_YOUR TASK_
Each record below needs to be retyped exactly.

_EXERCISE INPUT_

━━━━━━━━━━━━━━━━

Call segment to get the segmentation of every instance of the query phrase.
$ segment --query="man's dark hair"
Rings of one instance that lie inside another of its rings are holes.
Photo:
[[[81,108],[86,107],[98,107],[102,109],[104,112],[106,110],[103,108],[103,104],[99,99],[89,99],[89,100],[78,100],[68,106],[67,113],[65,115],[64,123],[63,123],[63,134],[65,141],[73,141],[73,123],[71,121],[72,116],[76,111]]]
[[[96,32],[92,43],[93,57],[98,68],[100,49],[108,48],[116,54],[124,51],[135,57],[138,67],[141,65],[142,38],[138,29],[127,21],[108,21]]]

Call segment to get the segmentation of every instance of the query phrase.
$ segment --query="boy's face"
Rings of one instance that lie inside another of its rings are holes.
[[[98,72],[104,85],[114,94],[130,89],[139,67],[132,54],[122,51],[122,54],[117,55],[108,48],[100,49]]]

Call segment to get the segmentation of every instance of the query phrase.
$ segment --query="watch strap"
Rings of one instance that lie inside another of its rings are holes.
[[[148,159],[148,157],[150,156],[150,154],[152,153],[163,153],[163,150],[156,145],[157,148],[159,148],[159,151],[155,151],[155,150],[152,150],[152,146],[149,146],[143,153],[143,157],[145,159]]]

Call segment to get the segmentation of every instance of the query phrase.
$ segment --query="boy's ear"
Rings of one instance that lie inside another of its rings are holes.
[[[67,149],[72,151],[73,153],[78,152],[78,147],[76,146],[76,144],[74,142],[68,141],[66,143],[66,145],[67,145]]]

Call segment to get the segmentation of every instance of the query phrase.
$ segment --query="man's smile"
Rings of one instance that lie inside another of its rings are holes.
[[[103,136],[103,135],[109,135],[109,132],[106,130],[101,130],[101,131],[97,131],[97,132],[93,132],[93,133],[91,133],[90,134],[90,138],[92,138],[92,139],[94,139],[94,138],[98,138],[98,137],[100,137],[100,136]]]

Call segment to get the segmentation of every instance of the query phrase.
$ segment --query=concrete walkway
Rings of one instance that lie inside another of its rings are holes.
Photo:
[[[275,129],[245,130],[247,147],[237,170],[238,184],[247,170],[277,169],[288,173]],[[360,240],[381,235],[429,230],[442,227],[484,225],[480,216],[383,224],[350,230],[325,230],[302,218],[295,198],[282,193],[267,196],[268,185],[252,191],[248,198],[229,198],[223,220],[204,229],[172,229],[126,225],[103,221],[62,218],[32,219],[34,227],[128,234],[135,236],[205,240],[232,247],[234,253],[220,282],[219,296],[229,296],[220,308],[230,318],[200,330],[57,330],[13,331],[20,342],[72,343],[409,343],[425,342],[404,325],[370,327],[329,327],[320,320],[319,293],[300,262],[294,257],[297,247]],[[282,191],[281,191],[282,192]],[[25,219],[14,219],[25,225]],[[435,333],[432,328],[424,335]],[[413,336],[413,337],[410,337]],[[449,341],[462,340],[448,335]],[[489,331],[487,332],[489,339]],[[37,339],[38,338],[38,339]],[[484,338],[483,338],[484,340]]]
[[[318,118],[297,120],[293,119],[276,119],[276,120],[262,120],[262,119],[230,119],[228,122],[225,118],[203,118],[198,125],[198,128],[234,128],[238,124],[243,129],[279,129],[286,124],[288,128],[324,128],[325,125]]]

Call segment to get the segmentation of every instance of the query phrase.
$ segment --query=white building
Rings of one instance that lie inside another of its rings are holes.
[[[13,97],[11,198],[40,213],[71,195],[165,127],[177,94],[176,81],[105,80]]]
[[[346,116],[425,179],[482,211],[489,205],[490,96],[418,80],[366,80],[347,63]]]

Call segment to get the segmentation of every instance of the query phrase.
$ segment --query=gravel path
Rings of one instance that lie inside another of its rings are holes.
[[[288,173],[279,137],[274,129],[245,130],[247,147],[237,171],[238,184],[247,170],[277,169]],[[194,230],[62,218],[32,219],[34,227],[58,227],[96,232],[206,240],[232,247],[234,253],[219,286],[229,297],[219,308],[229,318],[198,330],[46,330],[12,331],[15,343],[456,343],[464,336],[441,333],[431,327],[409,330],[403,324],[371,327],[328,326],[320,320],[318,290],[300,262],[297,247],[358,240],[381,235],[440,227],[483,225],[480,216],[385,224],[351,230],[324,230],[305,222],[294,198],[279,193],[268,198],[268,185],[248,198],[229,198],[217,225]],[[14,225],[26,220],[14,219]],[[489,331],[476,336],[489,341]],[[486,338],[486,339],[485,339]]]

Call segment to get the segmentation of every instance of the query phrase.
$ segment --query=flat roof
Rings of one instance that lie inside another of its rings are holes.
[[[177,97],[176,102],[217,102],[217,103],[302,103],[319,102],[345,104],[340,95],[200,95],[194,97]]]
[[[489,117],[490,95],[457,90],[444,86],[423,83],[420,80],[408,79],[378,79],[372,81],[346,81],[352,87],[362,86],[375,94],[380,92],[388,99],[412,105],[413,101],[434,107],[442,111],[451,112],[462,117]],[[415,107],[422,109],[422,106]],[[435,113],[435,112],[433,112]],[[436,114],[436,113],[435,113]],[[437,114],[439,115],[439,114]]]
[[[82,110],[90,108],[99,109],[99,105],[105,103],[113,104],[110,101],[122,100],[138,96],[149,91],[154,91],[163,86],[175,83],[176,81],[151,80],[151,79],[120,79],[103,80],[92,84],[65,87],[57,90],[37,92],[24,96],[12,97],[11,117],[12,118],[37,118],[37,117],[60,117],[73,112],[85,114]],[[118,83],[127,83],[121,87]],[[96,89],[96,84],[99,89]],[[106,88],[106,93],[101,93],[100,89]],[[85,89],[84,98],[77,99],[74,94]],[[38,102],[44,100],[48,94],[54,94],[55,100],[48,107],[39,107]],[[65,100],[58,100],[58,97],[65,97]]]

━━━━━━━━━━━━━━━━

_OUTPUT BELOW_
Call segment to get the segmentation of every instance of the query phrase.
$ segment --query="man's dark hair"
Rings of one instance that lie inside another of its rings are holes.
Photo:
[[[81,108],[86,107],[98,107],[102,109],[104,112],[106,110],[103,108],[103,104],[99,99],[89,99],[89,100],[78,100],[68,106],[67,113],[65,115],[64,123],[63,123],[63,134],[65,141],[73,141],[73,123],[71,121],[72,116],[76,111]]]
[[[96,32],[92,43],[93,57],[98,68],[100,49],[108,48],[116,54],[124,51],[135,57],[138,67],[141,65],[142,38],[138,29],[127,21],[108,21]]]

Call segment to get the segmentation of every instance of the query phrase.
$ segment --query="boy's face"
Rings of one instance that lie inside another of its rings are holes.
[[[98,72],[104,85],[114,94],[130,89],[139,67],[132,54],[122,51],[122,54],[117,55],[108,48],[100,49]]]

Call segment to get the segmentation of every instance of the query phrase.
$ segment --query="watch strap"
Rings of one instance that lie inside another of its rings are holes.
[[[148,159],[148,157],[150,156],[150,154],[152,153],[163,153],[163,150],[156,145],[157,148],[159,148],[159,151],[155,151],[155,150],[152,150],[152,146],[149,146],[143,153],[143,157],[145,159]]]

Call segment to get the segmentation of every instance of the query phrase.
$ segment --query="boy's ear"
Rings of one instance that lie inside another of its rings are holes.
[[[67,149],[72,151],[73,153],[78,152],[78,147],[76,146],[76,144],[74,142],[68,141],[66,143],[66,145],[67,145]]]

Call segment to get the segmentation of every instance of the query phrase.
$ segment --query="man's smile"
Rings of one instance that lie inside another of its rings are holes.
[[[103,136],[103,135],[109,135],[109,132],[106,130],[101,130],[101,131],[97,131],[97,132],[93,132],[93,133],[91,133],[90,134],[90,138],[92,138],[92,139],[94,139],[94,138],[98,138],[98,137],[100,137],[100,136]]]

Call segment to get the segmentation of every instance of the query phrase.
$ segment --query=concrete walkway
Rings of one instance that lie inside another of its rings are holes.
Photo:
[[[275,129],[245,130],[247,147],[237,170],[238,184],[247,170],[277,169],[288,173]],[[360,240],[381,235],[429,230],[442,227],[484,225],[480,216],[383,224],[350,230],[325,230],[302,218],[295,198],[282,193],[267,196],[268,185],[252,191],[248,198],[229,198],[223,220],[204,229],[172,229],[126,225],[103,221],[62,218],[32,219],[34,227],[128,234],[135,236],[205,240],[232,247],[234,253],[220,282],[219,296],[229,296],[220,308],[230,318],[200,330],[57,330],[13,331],[20,342],[72,343],[409,343],[425,342],[404,325],[370,327],[329,327],[320,320],[319,293],[300,262],[294,257],[297,247]],[[282,191],[281,191],[282,192]],[[25,219],[14,219],[25,225]],[[435,333],[432,328],[424,335]],[[413,336],[413,337],[410,337]],[[449,341],[462,340],[448,335]],[[489,331],[487,332],[489,339]],[[37,339],[38,338],[38,339]],[[484,338],[483,338],[484,340]]]
[[[318,118],[297,120],[293,119],[276,119],[276,120],[262,120],[262,119],[230,119],[228,122],[225,118],[203,118],[198,125],[198,128],[234,128],[238,124],[243,129],[279,129],[286,124],[288,128],[324,128],[325,125]]]

Call segment to get the segmentation of every instance of the query phrase.
$ segment --query=white building
Rings of one instance that lie inside another of its rings are holes.
[[[13,97],[11,198],[40,213],[71,195],[165,127],[177,94],[176,81],[105,80]]]
[[[346,116],[425,179],[482,211],[489,205],[490,96],[418,80],[366,80],[347,63]]]

Call segment to get the segmentation of every instance of the query phrase.
$ segment --query=gravel path
Rings of one instance that lie inside another of its rings are holes.
[[[288,173],[279,137],[274,129],[245,130],[247,147],[237,171],[238,184],[247,170],[277,169]],[[194,230],[62,218],[32,219],[34,227],[58,227],[96,232],[206,240],[232,247],[234,253],[219,286],[229,297],[219,308],[229,318],[198,330],[46,330],[12,331],[15,343],[456,343],[464,336],[441,333],[431,327],[409,330],[403,324],[371,327],[328,326],[320,320],[318,290],[300,262],[297,247],[358,240],[381,235],[440,227],[483,225],[480,216],[385,224],[351,230],[324,230],[305,222],[294,198],[279,193],[268,198],[268,185],[248,198],[229,198],[217,225]],[[14,225],[26,220],[14,219]],[[489,331],[476,336],[489,341]],[[486,338],[486,339],[485,339]]]

Call segment to get the segmentation of every instance of the query phrase.
$ segment --query=flat roof
Rings of one instance that lie inside another of its rings are holes.
[[[177,97],[176,102],[217,102],[217,103],[302,103],[319,102],[345,104],[340,95],[200,95],[194,97]]]
[[[489,117],[490,95],[457,90],[444,86],[423,83],[420,80],[408,79],[378,79],[372,81],[346,81],[352,87],[362,86],[375,94],[380,92],[388,99],[412,105],[413,101],[434,107],[442,111],[451,112],[462,117]],[[415,107],[422,109],[422,106]],[[435,113],[435,112],[433,112]],[[436,114],[436,113],[435,113]],[[437,114],[439,115],[439,114]]]
[[[82,110],[90,108],[99,109],[99,105],[105,103],[113,104],[110,101],[122,100],[138,96],[149,91],[154,91],[163,86],[175,83],[176,81],[151,80],[151,79],[120,79],[103,80],[92,84],[65,87],[57,90],[37,92],[24,96],[12,97],[11,117],[12,118],[37,118],[37,117],[60,117],[73,112],[85,114]],[[118,83],[127,83],[121,87]],[[96,89],[96,84],[99,89]],[[106,88],[106,93],[101,93],[100,89]],[[85,89],[84,98],[77,99],[74,94]],[[38,102],[44,100],[48,94],[54,94],[55,100],[48,107],[39,107]],[[65,100],[58,100],[58,97],[65,97]]]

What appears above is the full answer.